(Saved entries)
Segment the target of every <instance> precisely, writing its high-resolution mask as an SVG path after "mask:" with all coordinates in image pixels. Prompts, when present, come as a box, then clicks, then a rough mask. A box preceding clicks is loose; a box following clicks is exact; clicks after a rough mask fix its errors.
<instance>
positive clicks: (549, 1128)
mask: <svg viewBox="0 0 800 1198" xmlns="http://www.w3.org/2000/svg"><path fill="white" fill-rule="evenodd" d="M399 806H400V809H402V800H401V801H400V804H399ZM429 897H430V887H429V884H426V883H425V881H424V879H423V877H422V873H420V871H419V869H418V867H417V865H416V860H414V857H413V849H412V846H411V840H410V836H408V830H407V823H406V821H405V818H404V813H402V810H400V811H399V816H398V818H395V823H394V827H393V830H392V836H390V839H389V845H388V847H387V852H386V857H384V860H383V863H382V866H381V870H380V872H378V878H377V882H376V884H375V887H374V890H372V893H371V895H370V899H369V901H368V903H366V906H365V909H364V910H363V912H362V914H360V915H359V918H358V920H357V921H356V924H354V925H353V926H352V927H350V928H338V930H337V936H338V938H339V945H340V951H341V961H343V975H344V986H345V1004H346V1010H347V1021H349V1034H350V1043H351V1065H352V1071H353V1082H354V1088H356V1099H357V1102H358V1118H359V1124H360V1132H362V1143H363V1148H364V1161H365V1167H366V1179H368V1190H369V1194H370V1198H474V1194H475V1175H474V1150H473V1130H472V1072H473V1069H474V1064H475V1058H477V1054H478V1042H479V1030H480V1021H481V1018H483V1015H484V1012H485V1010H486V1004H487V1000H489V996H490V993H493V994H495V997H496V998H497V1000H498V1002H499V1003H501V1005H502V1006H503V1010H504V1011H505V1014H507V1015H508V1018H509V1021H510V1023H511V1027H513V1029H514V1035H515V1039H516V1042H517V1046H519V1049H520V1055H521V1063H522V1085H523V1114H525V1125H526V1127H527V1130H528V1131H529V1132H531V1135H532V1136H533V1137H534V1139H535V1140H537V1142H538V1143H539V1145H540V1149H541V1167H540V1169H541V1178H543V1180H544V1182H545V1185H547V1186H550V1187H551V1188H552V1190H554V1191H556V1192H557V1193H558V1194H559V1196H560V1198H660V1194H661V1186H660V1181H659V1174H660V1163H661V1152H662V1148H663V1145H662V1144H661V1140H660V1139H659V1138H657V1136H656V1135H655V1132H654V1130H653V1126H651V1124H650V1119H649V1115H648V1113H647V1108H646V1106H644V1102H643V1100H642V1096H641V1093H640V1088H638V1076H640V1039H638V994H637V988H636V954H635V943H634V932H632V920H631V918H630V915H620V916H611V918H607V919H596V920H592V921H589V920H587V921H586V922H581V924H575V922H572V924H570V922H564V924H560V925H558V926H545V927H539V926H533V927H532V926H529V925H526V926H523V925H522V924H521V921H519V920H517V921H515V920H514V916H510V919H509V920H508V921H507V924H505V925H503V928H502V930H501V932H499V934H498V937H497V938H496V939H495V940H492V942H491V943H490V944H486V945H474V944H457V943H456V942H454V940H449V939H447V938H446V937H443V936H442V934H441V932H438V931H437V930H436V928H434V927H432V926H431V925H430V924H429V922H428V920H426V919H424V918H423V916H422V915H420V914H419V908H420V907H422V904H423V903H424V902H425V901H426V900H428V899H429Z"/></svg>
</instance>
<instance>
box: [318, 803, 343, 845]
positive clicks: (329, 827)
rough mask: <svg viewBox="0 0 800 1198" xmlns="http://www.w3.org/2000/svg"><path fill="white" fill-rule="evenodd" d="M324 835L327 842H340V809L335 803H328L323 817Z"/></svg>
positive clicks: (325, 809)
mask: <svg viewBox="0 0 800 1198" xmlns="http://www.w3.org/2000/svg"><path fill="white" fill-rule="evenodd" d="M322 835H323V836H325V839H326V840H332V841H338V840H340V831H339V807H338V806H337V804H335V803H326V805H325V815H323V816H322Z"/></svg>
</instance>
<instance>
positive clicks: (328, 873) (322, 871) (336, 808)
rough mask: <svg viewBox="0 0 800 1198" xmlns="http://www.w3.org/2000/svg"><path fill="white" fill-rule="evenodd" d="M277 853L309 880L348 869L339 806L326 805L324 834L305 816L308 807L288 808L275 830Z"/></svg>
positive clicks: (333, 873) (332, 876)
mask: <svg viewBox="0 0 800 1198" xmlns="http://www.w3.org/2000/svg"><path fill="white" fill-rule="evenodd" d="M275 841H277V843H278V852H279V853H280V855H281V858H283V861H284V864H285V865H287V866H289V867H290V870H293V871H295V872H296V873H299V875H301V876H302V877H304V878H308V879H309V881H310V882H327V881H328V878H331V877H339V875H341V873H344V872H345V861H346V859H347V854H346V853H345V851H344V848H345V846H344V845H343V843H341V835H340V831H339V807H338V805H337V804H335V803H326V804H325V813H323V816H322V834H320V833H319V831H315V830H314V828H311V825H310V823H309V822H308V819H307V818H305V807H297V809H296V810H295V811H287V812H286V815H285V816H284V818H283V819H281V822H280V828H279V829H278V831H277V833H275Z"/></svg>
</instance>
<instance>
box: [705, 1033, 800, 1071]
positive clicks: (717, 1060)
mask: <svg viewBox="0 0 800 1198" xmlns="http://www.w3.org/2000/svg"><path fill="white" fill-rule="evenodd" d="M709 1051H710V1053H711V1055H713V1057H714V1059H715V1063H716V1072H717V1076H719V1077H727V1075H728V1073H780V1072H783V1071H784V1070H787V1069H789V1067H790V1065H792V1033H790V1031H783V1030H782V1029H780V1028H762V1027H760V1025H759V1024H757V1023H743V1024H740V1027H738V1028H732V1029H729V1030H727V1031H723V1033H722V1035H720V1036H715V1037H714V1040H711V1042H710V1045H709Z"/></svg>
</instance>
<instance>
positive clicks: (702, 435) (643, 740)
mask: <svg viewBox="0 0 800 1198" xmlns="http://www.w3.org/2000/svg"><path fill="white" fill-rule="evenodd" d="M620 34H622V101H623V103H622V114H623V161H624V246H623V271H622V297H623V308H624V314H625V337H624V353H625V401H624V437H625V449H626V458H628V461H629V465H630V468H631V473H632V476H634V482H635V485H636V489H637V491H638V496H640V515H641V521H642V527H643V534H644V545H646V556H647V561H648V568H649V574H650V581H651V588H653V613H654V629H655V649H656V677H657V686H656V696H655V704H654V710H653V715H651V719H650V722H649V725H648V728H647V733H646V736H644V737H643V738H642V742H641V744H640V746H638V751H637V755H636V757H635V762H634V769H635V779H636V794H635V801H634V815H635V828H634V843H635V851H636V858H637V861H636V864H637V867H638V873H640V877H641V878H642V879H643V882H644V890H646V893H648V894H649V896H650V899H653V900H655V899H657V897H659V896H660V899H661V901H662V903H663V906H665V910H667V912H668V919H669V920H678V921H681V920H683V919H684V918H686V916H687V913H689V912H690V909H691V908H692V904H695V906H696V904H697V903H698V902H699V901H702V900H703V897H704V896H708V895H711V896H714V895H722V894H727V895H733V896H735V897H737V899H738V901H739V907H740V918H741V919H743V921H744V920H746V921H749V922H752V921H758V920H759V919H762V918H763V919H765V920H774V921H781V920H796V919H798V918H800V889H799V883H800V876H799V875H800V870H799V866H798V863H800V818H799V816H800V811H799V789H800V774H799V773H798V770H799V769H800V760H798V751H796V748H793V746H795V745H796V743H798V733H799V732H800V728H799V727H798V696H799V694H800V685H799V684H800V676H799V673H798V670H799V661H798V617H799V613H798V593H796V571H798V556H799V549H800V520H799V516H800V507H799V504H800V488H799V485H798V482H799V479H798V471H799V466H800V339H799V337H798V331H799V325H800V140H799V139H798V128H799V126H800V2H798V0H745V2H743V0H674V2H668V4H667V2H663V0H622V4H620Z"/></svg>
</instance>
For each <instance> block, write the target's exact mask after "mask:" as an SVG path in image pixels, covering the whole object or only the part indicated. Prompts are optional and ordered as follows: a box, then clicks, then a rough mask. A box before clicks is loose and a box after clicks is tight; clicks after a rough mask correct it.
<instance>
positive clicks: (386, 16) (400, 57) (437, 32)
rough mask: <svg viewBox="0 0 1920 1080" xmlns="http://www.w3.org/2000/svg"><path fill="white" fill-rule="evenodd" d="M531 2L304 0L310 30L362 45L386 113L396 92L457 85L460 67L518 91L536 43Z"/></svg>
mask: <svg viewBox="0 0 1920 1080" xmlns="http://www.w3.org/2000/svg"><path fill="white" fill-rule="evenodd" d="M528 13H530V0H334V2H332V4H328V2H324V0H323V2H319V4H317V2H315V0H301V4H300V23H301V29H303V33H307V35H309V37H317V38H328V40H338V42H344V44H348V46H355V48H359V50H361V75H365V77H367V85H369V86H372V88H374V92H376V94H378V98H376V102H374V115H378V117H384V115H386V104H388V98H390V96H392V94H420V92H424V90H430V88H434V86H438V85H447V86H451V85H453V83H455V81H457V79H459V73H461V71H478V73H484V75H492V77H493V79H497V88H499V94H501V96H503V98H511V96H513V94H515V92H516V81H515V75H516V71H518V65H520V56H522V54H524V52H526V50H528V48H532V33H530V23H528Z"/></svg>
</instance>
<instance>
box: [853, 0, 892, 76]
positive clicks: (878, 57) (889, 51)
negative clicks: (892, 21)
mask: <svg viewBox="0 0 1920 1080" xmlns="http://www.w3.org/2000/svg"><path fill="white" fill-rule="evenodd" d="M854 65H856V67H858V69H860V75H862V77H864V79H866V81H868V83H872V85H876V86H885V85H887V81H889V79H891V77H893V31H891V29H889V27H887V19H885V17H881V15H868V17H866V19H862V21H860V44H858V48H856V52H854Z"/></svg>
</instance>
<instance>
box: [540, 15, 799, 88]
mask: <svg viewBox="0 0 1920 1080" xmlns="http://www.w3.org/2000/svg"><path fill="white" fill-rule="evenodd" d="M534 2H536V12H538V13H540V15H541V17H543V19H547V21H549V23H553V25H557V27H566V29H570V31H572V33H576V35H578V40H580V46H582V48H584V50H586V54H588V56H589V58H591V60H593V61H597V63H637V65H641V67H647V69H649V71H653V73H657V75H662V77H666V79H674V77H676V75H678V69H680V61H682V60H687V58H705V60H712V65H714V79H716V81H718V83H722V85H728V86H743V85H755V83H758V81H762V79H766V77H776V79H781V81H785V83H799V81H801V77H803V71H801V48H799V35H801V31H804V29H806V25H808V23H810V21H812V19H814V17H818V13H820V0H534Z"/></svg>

_Problem details_: The expected output is every line of the records in which the string "pixels" appears.

_Expected answer_:
Segment the target of every <instance> precisely, writing its high-resolution mask as an SVG path after "mask:" with all coordinates in image pixels. Prompts, when present, come as a box, then clicks, then a rough mask. A box preceding clicks is loose; a box following clicks is exact; clicks after a rough mask fix its errors.
For each <instance> block, write the target's exact mask after "mask:" as an SVG path in image pixels, covering the whole object or only the part indicated. Prompts are optional and ordered as follows: a box, then clicks, then a rough mask. A box before clicks is loose and a box after clicks is tight; clicks after a rough mask correct it.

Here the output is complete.